Iraq e Yemen: cosa sta succedendo? Ne parliamo con Laura Silvia Battaglia
Abbiamo realizzato, per voi, questa intervista alla giornalista Laura Silvia Battaglia che ringraziamo molto. Le seguenti riflessioni sono state approfondite in un incontro pubblico organizzato dall’Associazione per i Diritti Umani, di cui a breve pubblicheremo il video.
Ci può parlare della situazione attuale in quella parte del mondo?
E’ pronto e apparecchiato un nuovo assetto regionale che vede completamente ridisegnati gli accordi di Sykes-Picot e configura ormai l’Iran da un lato e l’Egitto dall’altro come potenze regionali a garanzia di equilibrio e a salvaguardia degli interessi economici e della stabilità delle aree del Medio Oriente in ottemperanza al contrasto al terrorismo di matrice islamista. In base a questa configurazione, ne escono completamente sconfitte le dirigenze dei Fratelli musulmani in tutti i Paesi in cui avevano preso piede, esclusa la Turchia e il Qatar, economicamente e politicamente stabili, e la supremazia regionale dell’Arabia Saudita, unico e fedele interlocutore degli Stati Uniti nell’area, prima della riapertura del dialogo con l’Iran.

• _Dati_
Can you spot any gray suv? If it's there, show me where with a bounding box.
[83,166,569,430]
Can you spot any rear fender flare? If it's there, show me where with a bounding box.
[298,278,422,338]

• _Esercizi da svolgere_
1. Trascrivi fedelmente dall'intervista su Iraq e Yemen il tratto compreso tra "Iraq e Yemen: cosa" e "pubblicheremo il video.", estremi inclusi.
2. Scrivi il seguito dell'intervista su Iraq e Yemen, cominciando subito dopo la sua ultima frase.

• _Risposte scritte_
1.
Iraq e Yemen: cosa sta succedendo? Ne parliamo con Laura Silvia Battaglia
Abbiamo realizzato, per voi, questa intervista alla giornalista Laura Silvia Battaglia che ringraziamo molto. Le seguenti riflessioni sono state approfondite in un incontro pubblico organizzato dall’Associazione per i Diritti Umani, di cui a breve pubblicheremo il video.

2.
Quali sono le conseguenze, soprattutto per l’Occidente?
Dobbiamo definire cosa si intende per Occidente. In questo caso le conseguenze sono solo per l’Europa e gli Stati Uniti lo sanno molto bene. L’Europa sta già pagando gli effetti di insensate occupazioni militari in Iraq e Afghanistan, di azioni militari di sostegno a nuovi assetti politici, come nel caso della Libia, rese necessarie dalla dipendenza energetica e a cui l’Europa ha partecipato, e di un coacervo di interessi strategici ed economici posizionati nell’area del Mashreq dove il bubbone del conflitto siriano ha avuto come primo effetto la diaspora del popolo siriano, in conseguenza di un conflitto che non si è concluso e di una tragedia quasi apparentabile al genocidio che si sta consumando nel silenzio internazionale. Le conseguenze sono già: 1. Una pressione dei flussi migratori sempre più difficile da governare 2. La sempre maggiore dipendenza energetica (gas e petrolio) da aree interessate da conflitti (a Nord Europa in Ucraina e Russia, a Est nell’area Mediorientale, indoiranica e degli Stan) 3. Una radicalizzazione culturale dentro l’Europa che mina a destabilizzare una secolare coesistenza, soprattutto nelle metropoli, di persone di diverse etnie, provenienze, religioni, usi e costumi.
Ci può aiutare a capire meglio la differenza tra Islam religioso e Islam politico?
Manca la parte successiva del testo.